> _Entries_:
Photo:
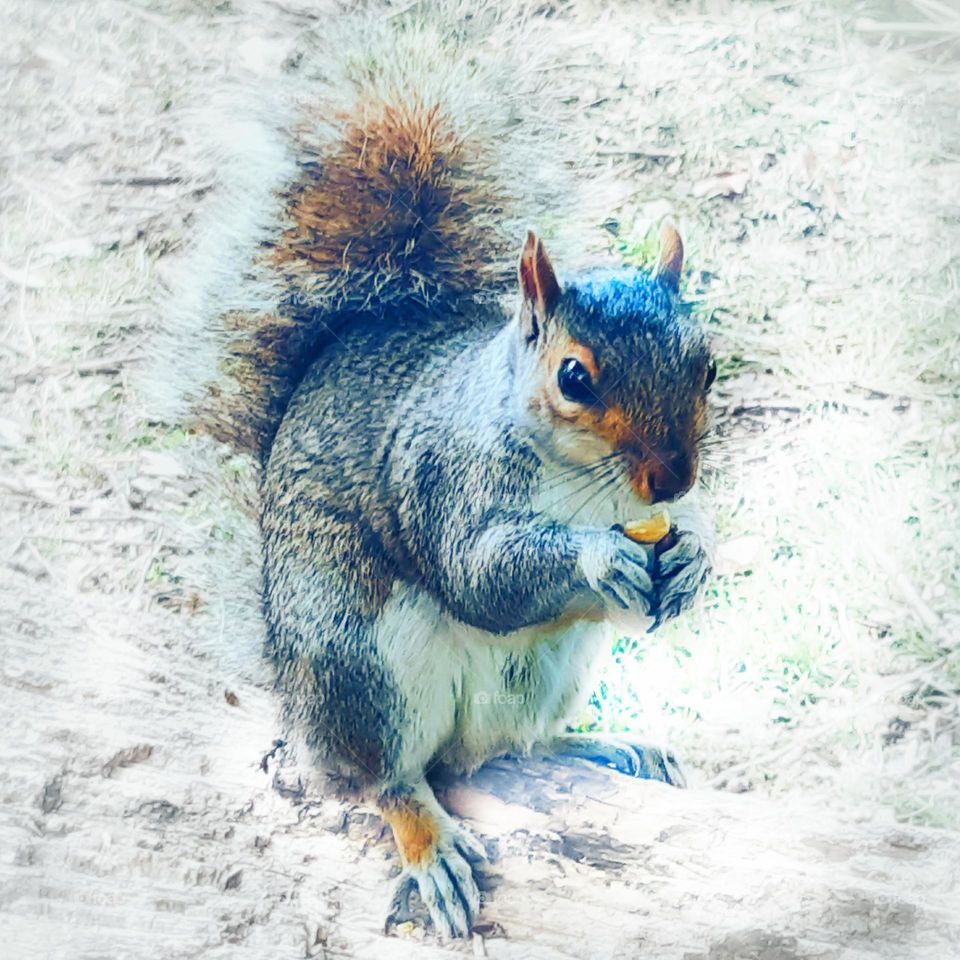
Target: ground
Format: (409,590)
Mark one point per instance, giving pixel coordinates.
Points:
(810,153)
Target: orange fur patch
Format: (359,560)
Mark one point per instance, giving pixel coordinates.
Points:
(390,195)
(415,830)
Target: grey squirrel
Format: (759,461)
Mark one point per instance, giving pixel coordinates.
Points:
(442,474)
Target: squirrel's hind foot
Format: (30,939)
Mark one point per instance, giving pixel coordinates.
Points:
(437,887)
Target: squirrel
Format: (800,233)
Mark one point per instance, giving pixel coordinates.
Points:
(448,437)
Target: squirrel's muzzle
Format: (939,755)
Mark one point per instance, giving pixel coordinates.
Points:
(658,476)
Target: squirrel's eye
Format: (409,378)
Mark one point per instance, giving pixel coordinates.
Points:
(711,374)
(575,383)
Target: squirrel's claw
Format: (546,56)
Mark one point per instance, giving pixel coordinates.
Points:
(449,898)
(679,575)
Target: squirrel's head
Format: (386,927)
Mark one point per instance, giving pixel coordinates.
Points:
(617,369)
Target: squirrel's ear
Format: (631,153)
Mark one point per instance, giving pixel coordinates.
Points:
(670,262)
(538,282)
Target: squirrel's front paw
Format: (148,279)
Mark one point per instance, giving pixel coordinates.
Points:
(680,573)
(618,571)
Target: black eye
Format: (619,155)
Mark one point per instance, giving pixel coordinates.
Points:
(575,383)
(711,374)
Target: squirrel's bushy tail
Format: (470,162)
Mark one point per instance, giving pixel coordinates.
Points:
(406,164)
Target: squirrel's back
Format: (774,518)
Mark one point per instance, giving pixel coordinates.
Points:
(399,172)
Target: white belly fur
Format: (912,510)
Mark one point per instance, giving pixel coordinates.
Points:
(461,709)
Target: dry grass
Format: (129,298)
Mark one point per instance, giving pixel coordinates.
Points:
(812,162)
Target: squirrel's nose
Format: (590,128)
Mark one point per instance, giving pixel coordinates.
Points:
(665,475)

> _Aim_:
Rewrite every line in the stretch from the line containing "Target: squirrel's muzzle" through the last line, both included, increasing each answer coordinate by 9 and leaving all other numbers unchanged.

> _Exercise solution_:
Target: squirrel's muzzle
Format: (939,755)
Mark one point per instance, giving pixel coordinates.
Points:
(667,485)
Target: squirrel's eye
Format: (409,378)
Mark one point per instance, giving pixel coordinates.
Points:
(720,383)
(584,392)
Target: squirrel's claw
Format: (546,56)
Mark one point per instance, giving pixel coordinates.
Points:
(458,907)
(688,584)
Target: squirrel's head
Format: (386,927)
Mark one point per instance, giving pixel coordinates.
Points:
(626,378)
Target: squirrel's ear
Format: (631,153)
Mark one point per instance, giving pixel coordinates.
Points:
(679,271)
(547,291)
Target: squirrel's front paw
Format: (148,279)
Mark one point per instance, giving pixel coordinates.
Points:
(689,582)
(627,580)
Target: black eye
Format: (619,155)
Mark one point per instance, giving pixel coordinates.
Points:
(584,392)
(720,383)
Target: squirrel's bushy tail
Format: (470,162)
Mark one point per instance, giving pixel coordinates.
Points:
(415,173)
Target: squirrel's back
Format: (774,518)
Mark one point per instance, giving pixel coordinates.
Points:
(408,181)
Target: white belly fur
Format: (912,510)
Mark one point per instance, giving pixel coordinates.
Points:
(470,718)
Target: dry grass
Format: (129,298)
Mark one point per instance, giving pixel coordinates.
Points:
(821,171)
Target: squirrel's nose
Format: (590,128)
Mark one point per instance, giving pixel coordinates.
Points:
(674,484)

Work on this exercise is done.